◆ **Problem**:
Copy out every line in the rows below that contains the string "task".

◆ **Listed entries**:
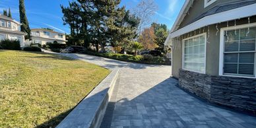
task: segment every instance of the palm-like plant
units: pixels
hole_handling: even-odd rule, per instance
[[[138,51],[141,49],[143,48],[143,46],[138,42],[135,42],[133,44],[131,48],[135,50],[134,55],[136,56],[137,55]]]

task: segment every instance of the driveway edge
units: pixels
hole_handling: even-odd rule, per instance
[[[100,127],[119,73],[112,71],[57,127]]]

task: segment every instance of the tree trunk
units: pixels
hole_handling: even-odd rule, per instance
[[[96,48],[97,52],[99,52],[99,44],[96,43],[95,46]]]
[[[102,48],[102,52],[104,53],[106,51],[105,45],[102,42],[100,43],[100,48]]]

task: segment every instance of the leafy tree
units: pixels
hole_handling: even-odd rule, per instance
[[[3,9],[3,15],[5,16],[7,16],[7,11],[5,9]]]
[[[12,18],[12,14],[11,13],[11,9],[10,8],[9,8],[8,16],[10,17],[10,18]]]
[[[154,28],[144,28],[141,35],[139,38],[139,41],[141,42],[146,49],[154,49],[158,46],[156,44],[156,35]]]
[[[138,42],[135,42],[132,44],[131,48],[134,49],[134,55],[136,56],[138,54],[138,51],[143,48],[143,46]]]
[[[134,9],[136,16],[141,18],[139,25],[139,34],[141,35],[143,28],[151,22],[151,18],[158,9],[154,0],[141,0]]]
[[[129,10],[123,13],[123,18],[119,16],[121,19],[119,20],[115,20],[115,24],[117,27],[115,27],[114,29],[110,28],[110,30],[113,34],[112,38],[112,46],[122,46],[123,49],[125,49],[129,47],[133,42],[133,40],[137,37],[137,30],[140,19],[134,14],[131,14]]]
[[[160,28],[156,32],[155,43],[158,46],[156,49],[164,52],[164,42],[168,36],[168,32],[164,28]]]
[[[30,28],[26,16],[25,5],[24,0],[19,0],[20,20],[22,24],[20,26],[20,31],[26,32],[25,39],[30,39]]]
[[[45,30],[50,30],[50,31],[53,31],[53,29],[51,29],[50,28],[42,28],[42,29],[45,29]]]

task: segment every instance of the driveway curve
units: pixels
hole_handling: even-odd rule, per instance
[[[177,88],[171,66],[63,55],[120,69],[101,127],[256,127],[256,117],[212,106]]]

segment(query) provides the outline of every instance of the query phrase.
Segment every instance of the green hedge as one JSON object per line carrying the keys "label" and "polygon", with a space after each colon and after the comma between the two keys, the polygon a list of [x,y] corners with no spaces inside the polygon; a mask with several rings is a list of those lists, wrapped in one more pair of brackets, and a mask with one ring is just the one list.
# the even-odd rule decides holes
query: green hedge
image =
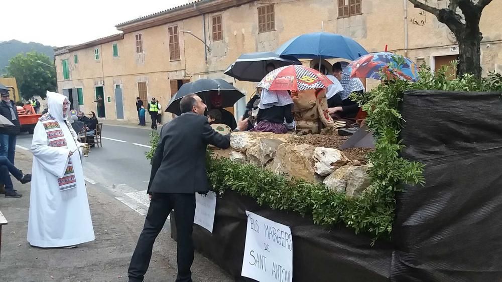
{"label": "green hedge", "polygon": [[[398,58],[399,59],[399,58]],[[342,223],[356,233],[369,233],[375,239],[390,237],[394,218],[395,194],[404,183],[423,183],[421,164],[400,157],[403,149],[399,132],[405,121],[398,110],[408,89],[486,91],[502,90],[502,76],[490,73],[482,81],[469,75],[448,80],[446,69],[433,74],[421,67],[422,79],[413,83],[400,80],[381,84],[353,98],[368,112],[366,122],[375,139],[375,150],[367,156],[373,165],[369,170],[371,184],[361,196],[352,198],[330,191],[322,184],[289,180],[282,176],[249,164],[207,155],[208,174],[213,189],[220,194],[233,190],[257,199],[275,209],[312,216],[315,223],[332,226]],[[153,133],[151,158],[158,142]]]}

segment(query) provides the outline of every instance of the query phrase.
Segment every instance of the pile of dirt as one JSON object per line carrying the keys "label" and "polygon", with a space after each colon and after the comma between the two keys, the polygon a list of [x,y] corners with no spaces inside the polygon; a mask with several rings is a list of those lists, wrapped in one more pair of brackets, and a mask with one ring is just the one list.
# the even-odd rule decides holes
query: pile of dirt
{"label": "pile of dirt", "polygon": [[[308,144],[314,147],[324,147],[340,150],[340,146],[345,143],[349,136],[328,136],[320,134],[308,134],[303,136],[298,136],[293,141],[296,144]],[[357,160],[361,163],[367,163],[364,156],[372,151],[372,149],[367,148],[350,148],[340,150],[347,157],[351,160]]]}

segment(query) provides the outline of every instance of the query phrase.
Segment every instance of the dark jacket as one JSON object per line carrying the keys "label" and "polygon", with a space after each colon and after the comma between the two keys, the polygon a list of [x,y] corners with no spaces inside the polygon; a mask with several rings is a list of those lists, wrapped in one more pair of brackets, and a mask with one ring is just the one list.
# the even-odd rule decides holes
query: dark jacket
{"label": "dark jacket", "polygon": [[148,193],[193,193],[209,190],[206,148],[230,147],[230,135],[211,128],[204,116],[187,113],[162,127],[152,161]]}
{"label": "dark jacket", "polygon": [[0,128],[0,134],[9,134],[9,135],[16,135],[19,134],[21,128],[21,126],[19,124],[19,116],[18,115],[18,110],[16,107],[16,104],[14,101],[11,100],[11,105],[12,105],[12,109],[14,111],[14,115],[16,115],[16,119],[12,119],[12,113],[11,109],[7,103],[2,101],[0,102],[0,115],[2,115],[7,118],[14,125],[14,126],[8,126],[7,127]]}
{"label": "dark jacket", "polygon": [[286,122],[293,122],[293,113],[291,112],[292,104],[286,105],[282,107],[274,106],[268,109],[260,109],[258,110],[258,115],[256,116],[256,120],[267,120],[276,123],[283,123],[284,119]]}
{"label": "dark jacket", "polygon": [[[356,92],[358,92],[356,91]],[[335,107],[341,107],[343,109],[343,112],[337,113],[340,114],[342,117],[355,118],[359,112],[359,105],[357,103],[350,100],[350,97],[347,97],[342,100],[338,94],[335,94],[332,97],[328,99],[328,108]]]}

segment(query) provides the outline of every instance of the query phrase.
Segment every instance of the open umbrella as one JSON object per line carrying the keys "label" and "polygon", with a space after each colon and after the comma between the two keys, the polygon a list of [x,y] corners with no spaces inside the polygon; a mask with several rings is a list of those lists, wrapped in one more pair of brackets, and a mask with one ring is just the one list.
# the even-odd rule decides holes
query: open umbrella
{"label": "open umbrella", "polygon": [[327,88],[333,83],[324,75],[305,67],[293,65],[274,70],[258,84],[269,90],[296,90]]}
{"label": "open umbrella", "polygon": [[239,99],[244,96],[243,93],[222,79],[199,79],[183,84],[171,98],[166,111],[179,115],[181,114],[180,101],[184,97],[188,94],[197,94],[207,104],[211,100],[211,95],[213,93],[221,96],[221,107],[223,108],[232,107]]}
{"label": "open umbrella", "polygon": [[283,44],[275,53],[297,59],[339,58],[351,61],[368,54],[353,39],[325,32],[298,36]]}
{"label": "open umbrella", "polygon": [[368,54],[349,64],[343,70],[344,74],[352,77],[382,80],[381,73],[388,79],[399,78],[403,80],[416,82],[420,79],[417,65],[409,59],[388,52]]}
{"label": "open umbrella", "polygon": [[242,81],[258,82],[269,73],[266,69],[269,64],[274,65],[275,68],[302,64],[294,57],[281,58],[274,52],[246,53],[240,55],[224,73]]}

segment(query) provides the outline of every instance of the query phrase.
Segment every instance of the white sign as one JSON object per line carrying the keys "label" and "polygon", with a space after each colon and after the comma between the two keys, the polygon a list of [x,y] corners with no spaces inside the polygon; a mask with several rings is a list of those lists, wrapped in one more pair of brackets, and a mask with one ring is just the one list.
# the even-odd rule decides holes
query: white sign
{"label": "white sign", "polygon": [[241,275],[260,282],[292,282],[291,228],[247,210],[246,214],[247,228]]}
{"label": "white sign", "polygon": [[216,209],[216,193],[210,191],[206,195],[195,193],[195,217],[193,223],[213,232],[214,212]]}

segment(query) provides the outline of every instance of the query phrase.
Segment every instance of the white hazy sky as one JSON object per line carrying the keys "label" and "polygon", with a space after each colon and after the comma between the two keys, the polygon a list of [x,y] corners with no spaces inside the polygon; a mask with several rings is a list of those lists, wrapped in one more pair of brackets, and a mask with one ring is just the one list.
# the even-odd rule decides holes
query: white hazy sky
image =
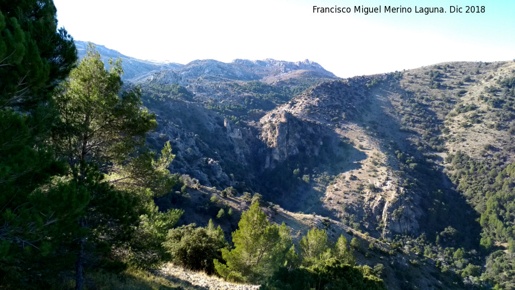
{"label": "white hazy sky", "polygon": [[[308,58],[338,76],[449,61],[515,58],[515,1],[455,0],[54,0],[60,26],[143,59],[185,64],[212,58]],[[314,13],[313,6],[352,13]],[[354,13],[354,6],[410,7],[411,13]],[[451,13],[450,6],[485,6]],[[415,13],[415,6],[447,13]],[[464,11],[465,11],[464,8]],[[383,9],[384,10],[384,9]]]}

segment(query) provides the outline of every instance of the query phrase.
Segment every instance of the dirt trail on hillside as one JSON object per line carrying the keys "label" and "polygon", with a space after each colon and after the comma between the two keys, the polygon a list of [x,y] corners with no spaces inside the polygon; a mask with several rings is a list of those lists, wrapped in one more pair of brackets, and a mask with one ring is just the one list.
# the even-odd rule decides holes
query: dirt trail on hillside
{"label": "dirt trail on hillside", "polygon": [[176,283],[184,284],[184,289],[195,290],[258,290],[259,285],[233,284],[221,278],[210,276],[203,272],[196,272],[168,263],[157,271],[157,273]]}

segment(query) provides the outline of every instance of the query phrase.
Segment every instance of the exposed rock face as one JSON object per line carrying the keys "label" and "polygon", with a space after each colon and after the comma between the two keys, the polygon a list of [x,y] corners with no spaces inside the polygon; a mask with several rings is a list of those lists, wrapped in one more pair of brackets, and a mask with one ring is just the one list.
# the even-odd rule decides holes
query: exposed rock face
{"label": "exposed rock face", "polygon": [[227,63],[213,59],[194,60],[186,65],[170,70],[148,74],[134,78],[136,83],[151,82],[158,84],[194,85],[205,82],[256,80],[299,70],[316,72],[328,78],[336,76],[320,65],[308,60],[290,62],[267,59],[264,60],[236,59]]}
{"label": "exposed rock face", "polygon": [[[86,54],[88,42],[75,41],[79,59],[81,59]],[[124,55],[116,51],[108,49],[104,45],[95,44],[96,50],[100,53],[102,61],[109,69],[110,58],[115,61],[118,57],[122,59],[122,67],[124,69],[124,74],[122,76],[124,80],[138,76],[146,74],[150,72],[157,72],[162,70],[180,68],[182,65],[175,62],[159,62],[150,60],[142,60],[126,55]]]}
{"label": "exposed rock face", "polygon": [[301,152],[306,156],[315,157],[323,144],[320,126],[303,122],[285,110],[268,114],[261,122],[261,138],[268,148],[265,168],[273,168]]}

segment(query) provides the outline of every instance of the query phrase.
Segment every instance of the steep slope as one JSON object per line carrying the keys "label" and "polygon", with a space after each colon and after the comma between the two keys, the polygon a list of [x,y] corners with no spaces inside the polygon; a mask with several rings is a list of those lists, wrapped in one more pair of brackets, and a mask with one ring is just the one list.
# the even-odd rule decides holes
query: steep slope
{"label": "steep slope", "polygon": [[[253,63],[247,61],[242,62]],[[200,73],[195,82],[202,79],[201,86],[143,85],[146,95],[155,95],[146,104],[159,118],[152,140],[157,148],[172,142],[174,171],[202,185],[233,186],[237,195],[261,193],[289,213],[277,221],[288,221],[299,235],[311,226],[328,227],[302,225],[304,213],[325,217],[320,220],[336,225],[337,236],[364,233],[372,246],[364,249],[362,263],[385,262],[382,254],[371,253],[382,243],[388,253],[399,249],[408,255],[385,264],[391,288],[421,279],[421,288],[512,285],[512,265],[506,262],[511,254],[494,251],[511,251],[513,237],[513,62],[312,78],[314,86],[300,94],[292,92],[301,92],[306,79],[321,73],[256,77],[217,66],[210,76],[205,71],[185,75]],[[282,94],[279,88],[287,85],[288,93]],[[167,88],[183,93],[168,95]],[[210,190],[198,198],[190,192],[187,202],[197,207],[184,221],[201,224],[216,215],[210,206],[198,205],[207,202],[205,196],[220,194]],[[236,209],[243,204],[225,202]],[[234,220],[226,223],[228,232],[234,230]],[[417,265],[423,270],[414,272]],[[477,267],[485,265],[480,280]],[[431,277],[420,273],[424,271]],[[444,277],[445,286],[437,282]]]}

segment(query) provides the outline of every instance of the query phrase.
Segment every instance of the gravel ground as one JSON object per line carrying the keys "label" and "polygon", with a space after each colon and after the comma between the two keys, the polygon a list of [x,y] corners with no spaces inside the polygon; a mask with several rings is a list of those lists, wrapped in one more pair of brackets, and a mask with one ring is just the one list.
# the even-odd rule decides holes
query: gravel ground
{"label": "gravel ground", "polygon": [[165,278],[195,290],[258,290],[260,285],[234,284],[203,272],[196,272],[168,263],[158,271]]}

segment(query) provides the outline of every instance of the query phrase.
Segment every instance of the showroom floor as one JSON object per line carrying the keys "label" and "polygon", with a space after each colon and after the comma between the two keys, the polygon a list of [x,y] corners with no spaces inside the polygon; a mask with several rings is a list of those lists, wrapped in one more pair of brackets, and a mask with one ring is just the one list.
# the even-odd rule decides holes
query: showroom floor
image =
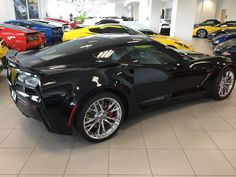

◆ **Response**:
task: segment every instance of the palm-like plant
task: segment every instance of the driveway edge
task: segment every instance of the tree trunk
task: segment every instance of the leafy tree
task: segment every instance of the driveway curve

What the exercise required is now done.